• Source extract:
***

Seconds processed |████████████████████████████████| 15/15
Finished creating text overlay
Processing dash instruments file vokoscreen.mp4
Finished processing dash instruments
Note: for high resolution video, the dash processing step can take a long
time. Possibly more than 1 second per second of input. There is no on-screen
progress indicator, but if you use --verbose
you can see the progress
indication from ffmpeg.
To clean up you can just delete the virtual environment. But be sure to deactivate first:
$ deactivate
$ rm -rf venv
The vidlog
program will use a configuration file if present. If there is no
configuration file, then it will use default values for all the configurable
items.
The default configuration file name is vidlog.ini
, in the working directory.
You can specify a different file using the --config-name
option.
You can generate a new configuration file with default values with the command
vidlog-init-config
. Once you have the file, you can edit it to change the
configurable items.
Below is the default configuration file, annotated with comments. You should
not use this for a starting point - instead use vidlog-init-config
.
# config items for the CAN log text overlay
[LogOverlay]
# number of lines of text in the overlay
lines = 36
# font name - specific to opencv
font = FONT_HERSHEY_PLAIN
# scaling factor for font - adjust text size
fontscale = 0.9
# distance between each line of text
lineheight = 16
# width and height in pixels, of the text overlay box
width = 800
height = 600
# upper left position, in pixels of the text overlay
x = 20
y = 20
# internal padding in pixels, from edge of box to text
padx = 10
pady = 20
# text foreground color, and overlay box background color
fgcolor = (255, 255, 255)

***

• Excerpted records:
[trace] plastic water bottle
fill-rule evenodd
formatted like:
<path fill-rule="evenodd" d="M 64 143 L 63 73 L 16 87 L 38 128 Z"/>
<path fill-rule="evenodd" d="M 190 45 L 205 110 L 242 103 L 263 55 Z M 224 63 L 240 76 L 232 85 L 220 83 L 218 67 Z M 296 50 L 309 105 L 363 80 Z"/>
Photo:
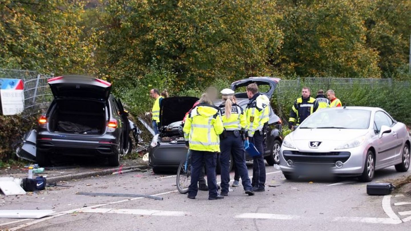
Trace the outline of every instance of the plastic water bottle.
<path fill-rule="evenodd" d="M 28 176 L 29 179 L 33 179 L 33 167 L 30 166 L 28 167 Z"/>

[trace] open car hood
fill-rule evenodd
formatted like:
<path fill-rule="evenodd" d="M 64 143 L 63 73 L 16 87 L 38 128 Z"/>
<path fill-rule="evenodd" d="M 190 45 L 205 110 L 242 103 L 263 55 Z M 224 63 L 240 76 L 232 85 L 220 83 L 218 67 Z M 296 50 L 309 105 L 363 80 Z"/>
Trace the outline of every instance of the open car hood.
<path fill-rule="evenodd" d="M 111 84 L 90 77 L 60 76 L 47 82 L 55 98 L 82 98 L 106 100 L 110 96 Z"/>
<path fill-rule="evenodd" d="M 247 87 L 247 85 L 250 83 L 256 83 L 259 86 L 262 85 L 268 85 L 270 86 L 270 89 L 266 92 L 261 92 L 261 93 L 265 95 L 270 99 L 272 97 L 272 95 L 274 93 L 274 90 L 275 90 L 275 86 L 277 83 L 280 81 L 280 79 L 278 78 L 272 78 L 270 77 L 250 77 L 247 79 L 241 79 L 236 81 L 231 85 L 231 89 L 235 91 L 236 90 L 242 87 Z M 236 93 L 236 97 L 238 98 L 247 98 L 246 92 Z"/>
<path fill-rule="evenodd" d="M 160 123 L 166 126 L 182 120 L 185 113 L 199 100 L 196 97 L 181 96 L 163 99 L 160 105 Z"/>

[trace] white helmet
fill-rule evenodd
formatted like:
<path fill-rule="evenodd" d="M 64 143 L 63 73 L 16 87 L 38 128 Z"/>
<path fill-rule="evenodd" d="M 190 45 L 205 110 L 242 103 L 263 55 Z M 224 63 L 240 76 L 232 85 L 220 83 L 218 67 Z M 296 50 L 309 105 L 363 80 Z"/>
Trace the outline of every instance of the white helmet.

***

• Given request: In the vidlog notes, why would you add --verbose during the dash instruments step? Answer in one to three sentences.

• Written answer: For high-resolution video, the dash processing step can take a long time, possibly more than one second per second of input, and it has no on-screen progress indicator. With --verbose, you can see the progress indication from ffmpeg.